DataAPIClientOptions

The options to use for the client, including defaults.

Name Type Summary

environment?

DataAPIEnvironment

Sets the Data API backend to use (for example, dse, hcd, astra). The default is astra.

Most operations are the same between backends. Authentication and available administration operations can differ. For more information, see the astra-db-ts README.

httpOptions?

DataAPIHttpOptions

Options related to the API requests the client makes.

The DataAPIHttpOptions type is a discriminated union on the client field. There are four available behaviors for the client field:

  • httpOptions not set: Use fetch-h2 if available or fall back to fetch.

  • client: 'default' or unset: Use fetch-h2 if available or throw an error.

  • client: 'fetch': Only use the native fetch API.

  • client: 'custom': Pass a custom Fetcher implementation to the client.

fetch-h2 is typically available by default on node runtimes only. On other runtimes, you might need to use the native fetch API or, if your code is minified, pass in the fetch-h2 module manually.

For more information on http clients, see the astra-db-ts README and the Client reference.

dbOptions?

DbSpawnOptions

Allows default options for when spawning a Db instance.

adminOptions?

AdminSpawnOptions

Allows default options for when spawning some Admin instance.
•••••
Rewrite the client options text above, starting with "The options to" and going on through "httpOptions?", so that "actions" replaces "operations" each time it appears.

Dataset rows on where objects appear:
•••••
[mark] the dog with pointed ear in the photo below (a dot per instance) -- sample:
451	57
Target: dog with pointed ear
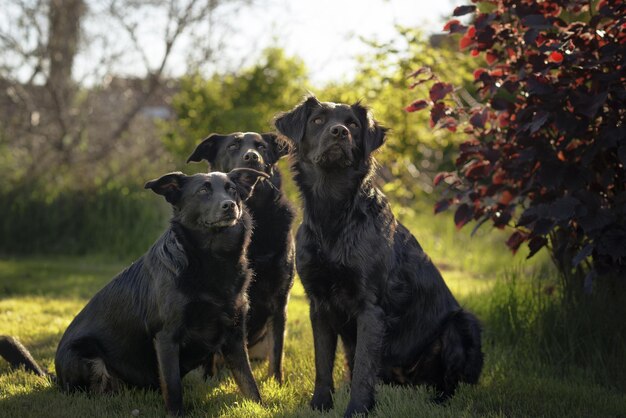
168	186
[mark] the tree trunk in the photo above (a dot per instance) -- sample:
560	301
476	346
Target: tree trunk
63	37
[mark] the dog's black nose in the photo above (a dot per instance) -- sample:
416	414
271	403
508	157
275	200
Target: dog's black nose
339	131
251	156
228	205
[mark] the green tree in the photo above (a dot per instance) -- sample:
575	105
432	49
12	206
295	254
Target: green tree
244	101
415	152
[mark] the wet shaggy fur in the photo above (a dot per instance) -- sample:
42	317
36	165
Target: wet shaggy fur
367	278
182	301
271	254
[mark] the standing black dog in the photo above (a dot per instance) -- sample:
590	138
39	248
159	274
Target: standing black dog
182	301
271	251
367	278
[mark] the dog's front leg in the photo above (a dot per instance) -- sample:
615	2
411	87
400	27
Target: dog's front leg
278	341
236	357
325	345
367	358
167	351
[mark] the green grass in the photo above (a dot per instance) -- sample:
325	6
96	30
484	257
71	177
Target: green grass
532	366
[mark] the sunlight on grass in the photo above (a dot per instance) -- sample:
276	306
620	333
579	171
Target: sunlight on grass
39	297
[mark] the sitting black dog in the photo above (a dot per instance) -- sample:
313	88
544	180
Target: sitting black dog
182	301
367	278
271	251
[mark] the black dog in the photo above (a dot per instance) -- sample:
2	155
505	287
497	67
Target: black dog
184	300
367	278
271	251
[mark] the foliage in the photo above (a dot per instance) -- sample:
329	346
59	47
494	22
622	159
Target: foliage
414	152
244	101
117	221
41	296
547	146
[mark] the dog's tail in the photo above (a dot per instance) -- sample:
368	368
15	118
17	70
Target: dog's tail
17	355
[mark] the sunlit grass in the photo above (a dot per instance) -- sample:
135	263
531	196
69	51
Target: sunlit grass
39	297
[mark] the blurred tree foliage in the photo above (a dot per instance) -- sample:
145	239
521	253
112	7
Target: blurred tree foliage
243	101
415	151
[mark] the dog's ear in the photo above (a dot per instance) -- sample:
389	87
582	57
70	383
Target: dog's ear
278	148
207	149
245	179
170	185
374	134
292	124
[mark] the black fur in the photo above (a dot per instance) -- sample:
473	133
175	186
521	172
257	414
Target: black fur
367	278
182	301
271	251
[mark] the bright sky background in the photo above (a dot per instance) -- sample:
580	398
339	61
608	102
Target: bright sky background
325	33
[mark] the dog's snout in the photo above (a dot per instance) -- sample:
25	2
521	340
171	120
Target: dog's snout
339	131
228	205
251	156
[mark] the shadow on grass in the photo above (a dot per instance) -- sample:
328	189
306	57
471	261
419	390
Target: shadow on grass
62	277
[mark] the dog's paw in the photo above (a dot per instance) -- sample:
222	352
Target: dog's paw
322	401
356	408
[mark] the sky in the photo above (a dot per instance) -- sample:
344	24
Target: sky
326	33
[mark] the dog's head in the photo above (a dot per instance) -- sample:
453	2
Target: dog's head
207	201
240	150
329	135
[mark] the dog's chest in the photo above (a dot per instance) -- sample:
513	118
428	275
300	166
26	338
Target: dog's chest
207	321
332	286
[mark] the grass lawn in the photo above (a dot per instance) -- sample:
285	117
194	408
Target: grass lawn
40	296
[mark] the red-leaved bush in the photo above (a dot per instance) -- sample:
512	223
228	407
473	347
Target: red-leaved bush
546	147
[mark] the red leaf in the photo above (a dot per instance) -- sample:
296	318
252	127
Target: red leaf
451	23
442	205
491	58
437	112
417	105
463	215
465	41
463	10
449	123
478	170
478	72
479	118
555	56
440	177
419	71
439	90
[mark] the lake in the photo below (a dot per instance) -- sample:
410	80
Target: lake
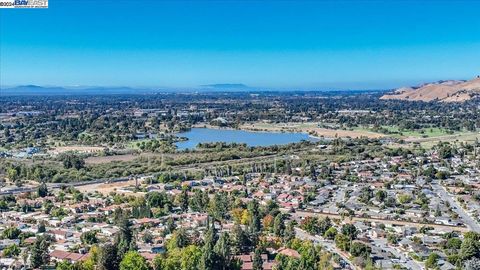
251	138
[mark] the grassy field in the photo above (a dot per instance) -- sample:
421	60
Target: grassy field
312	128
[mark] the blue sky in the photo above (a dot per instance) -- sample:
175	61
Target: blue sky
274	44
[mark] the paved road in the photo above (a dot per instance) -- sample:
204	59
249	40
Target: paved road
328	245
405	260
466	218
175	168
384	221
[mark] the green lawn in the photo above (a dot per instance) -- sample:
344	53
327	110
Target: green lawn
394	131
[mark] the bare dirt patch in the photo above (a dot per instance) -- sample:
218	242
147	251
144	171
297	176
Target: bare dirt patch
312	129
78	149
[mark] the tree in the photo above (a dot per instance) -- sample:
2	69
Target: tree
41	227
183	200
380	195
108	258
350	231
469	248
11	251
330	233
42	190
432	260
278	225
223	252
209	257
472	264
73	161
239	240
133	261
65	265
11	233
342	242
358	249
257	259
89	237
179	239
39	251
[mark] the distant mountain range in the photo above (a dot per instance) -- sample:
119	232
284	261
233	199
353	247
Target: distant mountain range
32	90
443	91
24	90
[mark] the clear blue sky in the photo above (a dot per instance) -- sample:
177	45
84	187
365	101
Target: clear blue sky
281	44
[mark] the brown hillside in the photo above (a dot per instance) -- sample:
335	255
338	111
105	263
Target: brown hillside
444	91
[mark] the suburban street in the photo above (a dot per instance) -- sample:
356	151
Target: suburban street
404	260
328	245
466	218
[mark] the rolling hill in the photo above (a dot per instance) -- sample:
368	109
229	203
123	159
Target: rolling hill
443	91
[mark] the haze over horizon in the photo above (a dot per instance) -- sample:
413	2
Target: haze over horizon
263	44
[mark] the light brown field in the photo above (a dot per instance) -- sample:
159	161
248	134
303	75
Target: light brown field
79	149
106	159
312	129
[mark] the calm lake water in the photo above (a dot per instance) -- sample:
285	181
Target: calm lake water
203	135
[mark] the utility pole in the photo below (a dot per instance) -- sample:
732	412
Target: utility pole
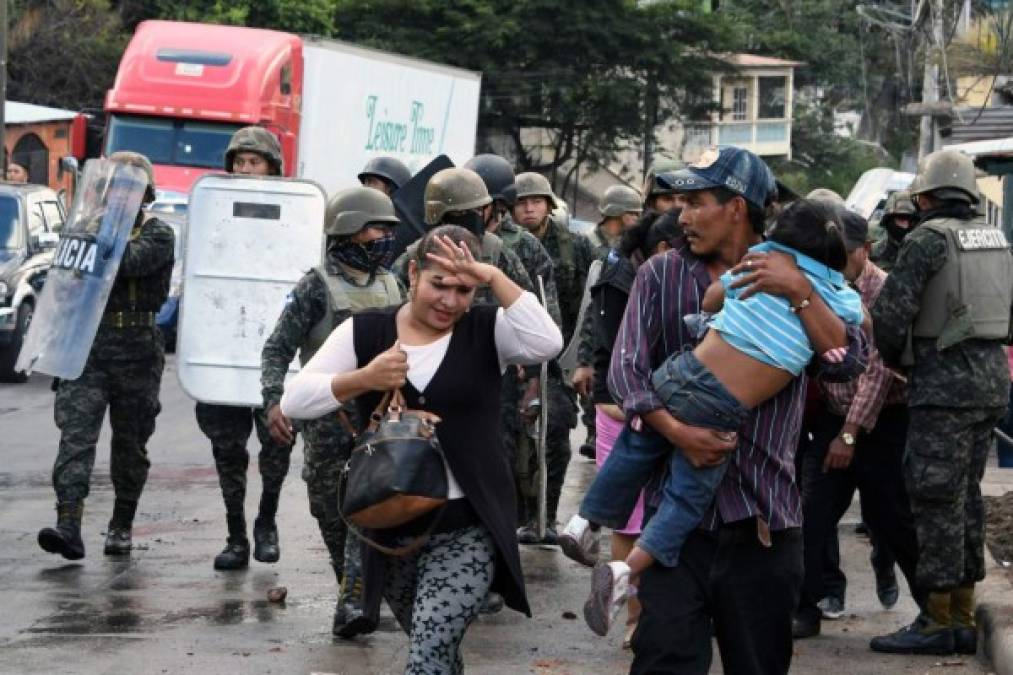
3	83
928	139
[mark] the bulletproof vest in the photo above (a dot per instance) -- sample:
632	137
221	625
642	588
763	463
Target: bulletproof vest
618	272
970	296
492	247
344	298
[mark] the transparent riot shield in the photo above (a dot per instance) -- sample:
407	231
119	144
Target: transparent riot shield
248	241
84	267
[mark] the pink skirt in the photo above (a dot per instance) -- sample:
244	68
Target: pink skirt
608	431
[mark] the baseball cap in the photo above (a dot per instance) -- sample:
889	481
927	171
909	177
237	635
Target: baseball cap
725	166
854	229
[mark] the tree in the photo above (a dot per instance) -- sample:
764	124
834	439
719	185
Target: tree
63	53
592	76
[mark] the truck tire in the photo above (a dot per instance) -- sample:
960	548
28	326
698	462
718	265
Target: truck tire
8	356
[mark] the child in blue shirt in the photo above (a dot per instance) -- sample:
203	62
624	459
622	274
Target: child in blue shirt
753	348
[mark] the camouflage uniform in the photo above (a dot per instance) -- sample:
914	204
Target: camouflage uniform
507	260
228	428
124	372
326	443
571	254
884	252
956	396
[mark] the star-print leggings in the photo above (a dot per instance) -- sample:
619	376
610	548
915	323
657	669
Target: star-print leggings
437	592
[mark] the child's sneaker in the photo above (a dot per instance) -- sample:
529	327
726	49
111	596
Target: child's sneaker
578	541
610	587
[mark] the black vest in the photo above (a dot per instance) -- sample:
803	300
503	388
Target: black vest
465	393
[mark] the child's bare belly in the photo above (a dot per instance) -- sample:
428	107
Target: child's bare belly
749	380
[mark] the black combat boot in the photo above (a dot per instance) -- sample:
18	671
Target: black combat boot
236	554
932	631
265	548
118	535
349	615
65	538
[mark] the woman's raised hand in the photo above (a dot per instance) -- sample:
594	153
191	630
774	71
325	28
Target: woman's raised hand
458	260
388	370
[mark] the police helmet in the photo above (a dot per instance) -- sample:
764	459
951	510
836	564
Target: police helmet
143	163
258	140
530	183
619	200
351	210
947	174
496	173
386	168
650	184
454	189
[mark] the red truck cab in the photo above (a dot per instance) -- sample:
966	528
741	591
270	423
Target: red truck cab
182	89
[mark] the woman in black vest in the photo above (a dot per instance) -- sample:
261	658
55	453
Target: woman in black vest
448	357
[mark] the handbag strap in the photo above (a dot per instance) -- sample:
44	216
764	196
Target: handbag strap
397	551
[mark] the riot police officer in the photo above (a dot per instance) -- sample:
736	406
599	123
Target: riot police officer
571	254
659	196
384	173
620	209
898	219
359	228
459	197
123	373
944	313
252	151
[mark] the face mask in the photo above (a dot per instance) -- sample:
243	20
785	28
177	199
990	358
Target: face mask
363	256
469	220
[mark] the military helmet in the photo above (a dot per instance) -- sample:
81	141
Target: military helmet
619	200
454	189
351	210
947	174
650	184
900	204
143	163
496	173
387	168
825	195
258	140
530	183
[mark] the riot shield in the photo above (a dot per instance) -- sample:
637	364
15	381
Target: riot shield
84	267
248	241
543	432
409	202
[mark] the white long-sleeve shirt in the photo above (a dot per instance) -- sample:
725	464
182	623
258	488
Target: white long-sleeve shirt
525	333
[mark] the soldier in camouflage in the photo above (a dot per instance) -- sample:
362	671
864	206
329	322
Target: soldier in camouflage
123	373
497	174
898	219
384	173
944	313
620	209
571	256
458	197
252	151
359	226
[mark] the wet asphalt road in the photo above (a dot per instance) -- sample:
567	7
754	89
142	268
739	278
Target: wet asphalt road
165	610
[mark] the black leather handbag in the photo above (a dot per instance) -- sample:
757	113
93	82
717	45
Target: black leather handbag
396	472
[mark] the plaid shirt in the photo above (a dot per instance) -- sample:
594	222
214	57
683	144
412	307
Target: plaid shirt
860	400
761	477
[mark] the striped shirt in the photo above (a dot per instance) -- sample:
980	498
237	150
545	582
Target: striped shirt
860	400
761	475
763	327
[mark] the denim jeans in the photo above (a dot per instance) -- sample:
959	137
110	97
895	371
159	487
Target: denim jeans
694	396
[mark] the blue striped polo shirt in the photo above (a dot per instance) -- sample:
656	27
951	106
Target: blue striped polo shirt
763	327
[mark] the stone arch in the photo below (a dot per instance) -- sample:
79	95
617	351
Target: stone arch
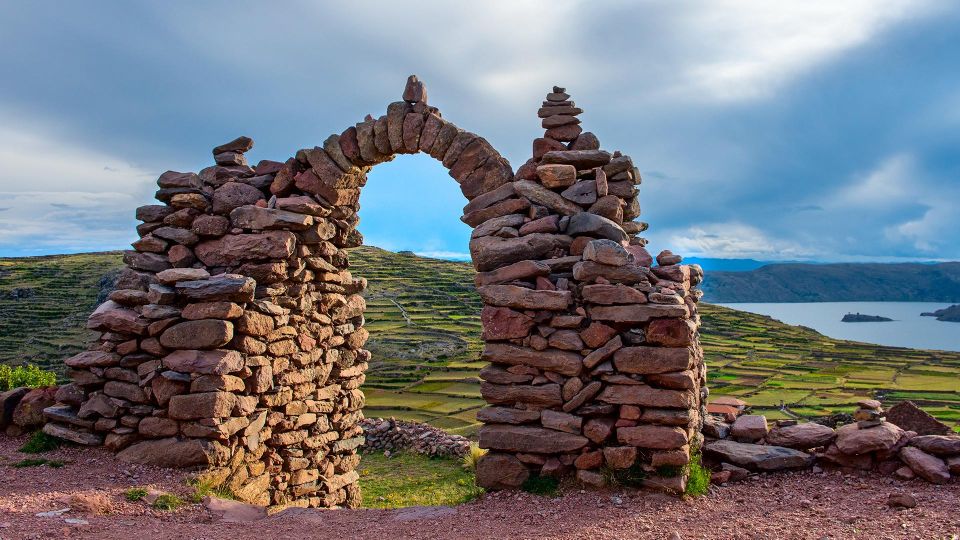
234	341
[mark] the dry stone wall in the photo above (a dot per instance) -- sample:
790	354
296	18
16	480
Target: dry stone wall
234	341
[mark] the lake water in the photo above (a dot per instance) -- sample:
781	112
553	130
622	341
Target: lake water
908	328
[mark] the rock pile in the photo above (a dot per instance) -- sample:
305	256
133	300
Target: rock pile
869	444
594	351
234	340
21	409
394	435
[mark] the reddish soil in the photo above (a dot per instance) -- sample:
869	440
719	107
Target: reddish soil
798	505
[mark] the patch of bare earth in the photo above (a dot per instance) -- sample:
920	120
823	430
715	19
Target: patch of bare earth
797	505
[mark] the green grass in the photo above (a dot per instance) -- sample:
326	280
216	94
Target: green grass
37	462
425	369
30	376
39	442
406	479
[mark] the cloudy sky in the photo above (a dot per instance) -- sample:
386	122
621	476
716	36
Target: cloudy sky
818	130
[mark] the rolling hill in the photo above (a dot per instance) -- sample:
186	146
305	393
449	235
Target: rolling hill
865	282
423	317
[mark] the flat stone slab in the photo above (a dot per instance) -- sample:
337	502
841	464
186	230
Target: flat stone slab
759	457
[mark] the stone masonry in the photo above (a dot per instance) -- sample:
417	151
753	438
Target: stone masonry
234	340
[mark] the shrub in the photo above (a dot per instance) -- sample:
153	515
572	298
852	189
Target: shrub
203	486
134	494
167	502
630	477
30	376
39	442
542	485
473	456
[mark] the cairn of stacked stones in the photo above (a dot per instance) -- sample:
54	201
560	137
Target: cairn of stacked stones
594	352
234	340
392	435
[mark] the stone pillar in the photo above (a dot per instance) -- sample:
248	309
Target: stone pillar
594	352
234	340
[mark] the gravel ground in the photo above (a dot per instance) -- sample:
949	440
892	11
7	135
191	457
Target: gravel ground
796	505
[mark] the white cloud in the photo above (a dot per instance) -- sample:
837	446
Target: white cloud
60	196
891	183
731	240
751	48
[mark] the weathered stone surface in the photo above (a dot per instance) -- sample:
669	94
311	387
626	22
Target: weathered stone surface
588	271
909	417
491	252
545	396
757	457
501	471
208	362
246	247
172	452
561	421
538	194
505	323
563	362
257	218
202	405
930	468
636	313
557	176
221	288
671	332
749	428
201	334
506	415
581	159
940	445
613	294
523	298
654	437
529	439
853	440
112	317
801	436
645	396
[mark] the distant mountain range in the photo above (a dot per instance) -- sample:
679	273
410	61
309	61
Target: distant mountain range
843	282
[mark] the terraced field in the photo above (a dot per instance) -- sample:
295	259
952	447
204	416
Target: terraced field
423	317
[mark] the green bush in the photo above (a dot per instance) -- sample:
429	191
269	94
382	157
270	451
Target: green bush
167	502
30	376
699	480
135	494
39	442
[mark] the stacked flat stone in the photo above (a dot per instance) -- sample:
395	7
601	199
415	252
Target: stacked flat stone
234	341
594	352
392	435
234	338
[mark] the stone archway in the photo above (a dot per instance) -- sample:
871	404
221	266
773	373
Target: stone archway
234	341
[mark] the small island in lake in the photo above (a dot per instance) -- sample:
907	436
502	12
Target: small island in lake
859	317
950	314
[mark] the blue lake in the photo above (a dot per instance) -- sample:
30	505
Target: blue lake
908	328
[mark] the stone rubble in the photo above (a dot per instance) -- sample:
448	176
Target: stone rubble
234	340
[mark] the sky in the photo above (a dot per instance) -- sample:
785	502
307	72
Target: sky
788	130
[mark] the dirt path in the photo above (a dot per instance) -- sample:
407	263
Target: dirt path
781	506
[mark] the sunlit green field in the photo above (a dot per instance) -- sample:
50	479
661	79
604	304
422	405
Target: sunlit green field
•••••
Exercise result —
The options to use for the client, including defaults.

Name Type Summary

environment?

DataAPIEnvironment

Sets the Data API backend to use (for example, dse, hcd, astra). The default is astra.

Most actions are the same between backends. Authentication and available administration actions can differ. For more information, see the astra-db-ts README.

httpOptions?